*WRITTEN INSTRUCTION 1*:
Copy the rows that begin with the line containing "Question. Place a dot on every instance of the white cloud" and continue to the end of the rows, requests included. Multiply every coordinate in the answers by 0.7 and round to whole numbers, rounding halves up.

Oh wow, Bethany. I didn't see where she states why she wouldn't buy your soap. Is it just not 'natural' enough for her? Interesting. I do believe a lot of our illnesses are caused by all the 'stuff' we are exposed to. But you will never be able to identify or eliminate all of it. Maybe if you went off to some island to live but even then who knows. So we do the best we can.

I am going to make a special soap because so many people say it has helped them (I'm just trying to wrap my brain around 'why' it works). But in the meantime, while it's curing, we will try the OCM.


----------



## kidsngarden (Oct 28, 2007)

Yea, I've got too many opinions or something  I just had to end it because I wasn't going to do this round and round song and dance thing. I'm sure I could take and orange and find proof somewhere that it kills ya' somehow!

And I'm not offended she wouldn't buy my soap. One of the points of me getting into it with here is that there are lots of people who DO find my soap great. More that do than don't that's for sure. People can be middle of the road. I think she is saying that too, but also kinda' saying that middle of the road just isn't good enough as far as she is concerned.

I do want to make an acne bar with neem oil. I have some and just haven't gotten around to it! I want to add patch to cover the scent, but I won't sell it cause patch is THROUGH THE ROOF and I'm hoarding what I have!!!

Bethany


----------

*EXTRACTED DATA*:
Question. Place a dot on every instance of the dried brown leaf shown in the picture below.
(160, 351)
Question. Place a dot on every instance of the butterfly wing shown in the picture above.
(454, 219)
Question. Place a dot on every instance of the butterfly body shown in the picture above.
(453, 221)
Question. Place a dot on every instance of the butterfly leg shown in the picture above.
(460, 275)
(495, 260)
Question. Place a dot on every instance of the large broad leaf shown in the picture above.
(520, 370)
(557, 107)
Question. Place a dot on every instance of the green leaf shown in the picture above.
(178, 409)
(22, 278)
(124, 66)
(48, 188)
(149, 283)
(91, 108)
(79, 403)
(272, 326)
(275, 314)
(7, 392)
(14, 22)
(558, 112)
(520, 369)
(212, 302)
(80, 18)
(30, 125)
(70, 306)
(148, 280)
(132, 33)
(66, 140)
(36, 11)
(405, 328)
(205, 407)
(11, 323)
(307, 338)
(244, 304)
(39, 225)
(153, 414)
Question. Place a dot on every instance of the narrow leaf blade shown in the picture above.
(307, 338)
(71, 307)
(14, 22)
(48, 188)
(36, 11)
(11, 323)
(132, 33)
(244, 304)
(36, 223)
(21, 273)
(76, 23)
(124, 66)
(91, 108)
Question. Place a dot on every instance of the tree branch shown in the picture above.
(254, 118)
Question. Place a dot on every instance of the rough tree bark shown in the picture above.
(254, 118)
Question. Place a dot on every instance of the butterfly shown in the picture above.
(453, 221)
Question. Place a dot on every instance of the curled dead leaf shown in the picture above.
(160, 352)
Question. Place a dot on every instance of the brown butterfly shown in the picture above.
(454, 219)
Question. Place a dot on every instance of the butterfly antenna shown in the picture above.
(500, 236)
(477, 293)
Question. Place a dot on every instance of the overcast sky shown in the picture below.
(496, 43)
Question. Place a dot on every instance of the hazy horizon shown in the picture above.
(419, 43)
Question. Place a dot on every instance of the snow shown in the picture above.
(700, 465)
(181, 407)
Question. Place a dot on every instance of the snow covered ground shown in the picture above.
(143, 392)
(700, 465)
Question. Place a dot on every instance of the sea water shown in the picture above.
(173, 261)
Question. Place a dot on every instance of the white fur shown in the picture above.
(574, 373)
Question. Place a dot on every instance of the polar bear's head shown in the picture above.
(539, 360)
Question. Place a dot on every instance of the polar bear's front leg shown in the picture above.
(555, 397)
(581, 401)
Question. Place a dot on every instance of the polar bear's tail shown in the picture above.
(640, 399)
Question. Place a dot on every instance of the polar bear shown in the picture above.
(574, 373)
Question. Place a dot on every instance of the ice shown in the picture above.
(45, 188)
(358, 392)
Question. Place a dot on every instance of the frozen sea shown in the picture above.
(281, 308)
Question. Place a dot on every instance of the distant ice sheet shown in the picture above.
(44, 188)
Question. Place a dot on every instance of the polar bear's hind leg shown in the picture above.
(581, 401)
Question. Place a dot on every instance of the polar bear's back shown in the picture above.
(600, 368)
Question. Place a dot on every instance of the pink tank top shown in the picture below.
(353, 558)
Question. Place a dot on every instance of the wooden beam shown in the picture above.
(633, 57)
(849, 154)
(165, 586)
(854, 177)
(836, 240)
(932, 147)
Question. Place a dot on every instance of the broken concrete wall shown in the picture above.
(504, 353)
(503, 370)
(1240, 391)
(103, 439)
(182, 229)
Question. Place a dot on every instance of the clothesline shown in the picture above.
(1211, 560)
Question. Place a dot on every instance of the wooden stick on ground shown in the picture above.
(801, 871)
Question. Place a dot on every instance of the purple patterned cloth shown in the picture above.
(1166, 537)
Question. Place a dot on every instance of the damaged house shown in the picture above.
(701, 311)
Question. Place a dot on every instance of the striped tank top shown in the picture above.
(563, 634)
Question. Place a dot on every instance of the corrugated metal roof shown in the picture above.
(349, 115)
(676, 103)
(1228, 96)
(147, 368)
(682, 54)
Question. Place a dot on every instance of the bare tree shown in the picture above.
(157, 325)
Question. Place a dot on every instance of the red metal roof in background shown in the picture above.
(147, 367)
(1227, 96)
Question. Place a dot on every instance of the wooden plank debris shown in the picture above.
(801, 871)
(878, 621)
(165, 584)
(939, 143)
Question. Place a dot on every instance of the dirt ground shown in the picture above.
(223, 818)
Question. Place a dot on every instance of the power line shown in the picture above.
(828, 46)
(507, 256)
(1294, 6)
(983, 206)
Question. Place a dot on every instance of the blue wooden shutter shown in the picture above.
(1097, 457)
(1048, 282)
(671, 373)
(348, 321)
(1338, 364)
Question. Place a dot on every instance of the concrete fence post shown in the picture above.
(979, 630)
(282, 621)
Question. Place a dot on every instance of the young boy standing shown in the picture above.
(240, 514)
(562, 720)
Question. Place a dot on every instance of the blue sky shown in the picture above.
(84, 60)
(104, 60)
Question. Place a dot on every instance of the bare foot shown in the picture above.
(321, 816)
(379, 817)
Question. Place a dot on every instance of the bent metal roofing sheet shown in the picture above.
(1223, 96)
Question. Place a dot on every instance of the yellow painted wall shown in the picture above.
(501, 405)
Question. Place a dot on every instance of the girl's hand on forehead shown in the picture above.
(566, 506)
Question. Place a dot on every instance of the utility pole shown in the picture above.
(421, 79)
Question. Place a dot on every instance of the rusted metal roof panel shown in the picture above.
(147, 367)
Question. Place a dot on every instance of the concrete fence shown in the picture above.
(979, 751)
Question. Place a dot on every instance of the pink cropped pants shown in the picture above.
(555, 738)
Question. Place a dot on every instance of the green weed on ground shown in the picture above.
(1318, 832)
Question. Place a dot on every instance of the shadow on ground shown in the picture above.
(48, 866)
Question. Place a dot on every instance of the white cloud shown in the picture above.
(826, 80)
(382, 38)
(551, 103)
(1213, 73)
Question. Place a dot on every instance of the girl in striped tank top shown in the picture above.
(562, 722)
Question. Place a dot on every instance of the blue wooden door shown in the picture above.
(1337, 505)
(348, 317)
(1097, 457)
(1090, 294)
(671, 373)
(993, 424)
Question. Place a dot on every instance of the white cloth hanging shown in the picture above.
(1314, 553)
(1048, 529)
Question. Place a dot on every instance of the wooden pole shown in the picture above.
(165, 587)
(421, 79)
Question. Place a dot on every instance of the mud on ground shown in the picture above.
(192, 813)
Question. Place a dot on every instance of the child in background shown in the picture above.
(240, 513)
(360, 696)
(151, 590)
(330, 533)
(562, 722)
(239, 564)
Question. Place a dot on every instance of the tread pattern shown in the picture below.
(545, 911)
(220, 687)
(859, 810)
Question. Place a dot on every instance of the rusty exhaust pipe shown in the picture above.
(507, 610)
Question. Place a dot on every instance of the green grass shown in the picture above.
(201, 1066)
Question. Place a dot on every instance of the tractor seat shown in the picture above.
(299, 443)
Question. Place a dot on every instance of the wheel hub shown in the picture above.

*WRITTEN INSTRUCTION 2*:
In the soap thread, what oil does Bethany plan to use in the acne bar?

*TASK OUTPUT 1*:
Question. Place a dot on every instance of the white cloud shown in the picture above.
(578, 56)
(267, 27)
(386, 72)
(849, 51)
Question. Place a dot on every instance of the girl in striped tank top shown in the picture above.
(393, 505)
Question. Place a dot on every instance of the blue wooden door shown in the picture above.
(936, 354)
(244, 222)
(768, 320)
(763, 206)
(470, 261)
(695, 297)
Question. Place a dot on every instance of the white cloth hanging shown in the picture above.
(920, 387)
(734, 370)
Question. Place a dot on every instance of the wooden pole shown in the picture above.
(116, 411)
(295, 55)
Question. Place a dot on every instance of the mud on ground shown in the picture above.
(134, 569)
Question. Place a dot on every instance of the child in background shown in the picture above.
(168, 359)
(252, 487)
(106, 413)
(231, 373)
(393, 505)
(167, 395)
Question. Place a dot on every instance of the tread pattern shown in the picture below.
(382, 638)
(154, 481)
(601, 567)
Question. Place a dot on every instance of the rusty exhaust pipe shown in the picture above.
(355, 427)
Question. Place a dot on every instance of the green grass shown in the picture above.
(141, 746)
Question. Place a dot on every instance of the tractor seat shown in the picture above.
(209, 310)
Question. Place a dot on every instance of the wheel hub shown in the picture above.

*TASK OUTPUT 2*:
Neem oil.